**Data for this exercise**
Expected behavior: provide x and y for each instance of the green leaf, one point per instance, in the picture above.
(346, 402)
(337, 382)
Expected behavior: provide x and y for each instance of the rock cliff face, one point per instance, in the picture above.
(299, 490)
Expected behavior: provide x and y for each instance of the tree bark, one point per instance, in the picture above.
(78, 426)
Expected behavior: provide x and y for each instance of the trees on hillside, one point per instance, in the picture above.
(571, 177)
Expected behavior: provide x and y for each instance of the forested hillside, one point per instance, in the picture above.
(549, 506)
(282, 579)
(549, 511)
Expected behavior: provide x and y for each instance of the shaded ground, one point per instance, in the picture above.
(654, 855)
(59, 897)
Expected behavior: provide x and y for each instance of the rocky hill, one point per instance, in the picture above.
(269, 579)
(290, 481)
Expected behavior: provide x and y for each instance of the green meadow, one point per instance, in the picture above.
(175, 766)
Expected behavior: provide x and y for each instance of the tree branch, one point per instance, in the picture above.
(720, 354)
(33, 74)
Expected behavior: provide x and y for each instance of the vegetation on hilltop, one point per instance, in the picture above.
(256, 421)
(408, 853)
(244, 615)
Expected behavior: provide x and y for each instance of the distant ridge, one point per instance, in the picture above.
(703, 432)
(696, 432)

**Goal**
Copy the entire listing above verbatim, line by line, changing nothing.

**The response**
Expected behavior: provide x and y for each instance of the green leaf, one point per instance, in the picture above.
(346, 402)
(337, 382)
Expected behavior: provide x and y for each instance of the rock cliff face, one point per instance, in the picture above.
(299, 490)
Expected behavior: provide x and y for each instance of the tree bark, one point per instance, in the picture above.
(78, 426)
Expected behavior: provide x and y for each instance of the trees on hillside, one point per instance, in the picture above.
(571, 177)
Expected behavior: provide x and y for each instance of the forested hillside, one point per instance, in the picture above.
(549, 506)
(282, 579)
(549, 511)
Expected behavior: provide x and y for each instance of the shaded ground, one point per instance, in the picture above.
(654, 855)
(59, 897)
Expected behavior: provide x and y for each instance of the rocky hill, one point per instance, in the picture above.
(269, 579)
(290, 481)
Expected behavior: provide x and y for each instance of the green meadow, one point per instance, in the picture above.
(175, 766)
Expected behavior: provide x and y for each instance of the tree branch, one point per instance, in the picture above.
(720, 354)
(33, 74)
Expected behavior: provide x and y for each instance of the vegetation on hilltop, one point per instance, in the picture above.
(256, 421)
(408, 853)
(244, 615)
Expected behavior: provide x and y for each instance of the distant ridge, one point per instance, in the picture above.
(703, 432)
(696, 432)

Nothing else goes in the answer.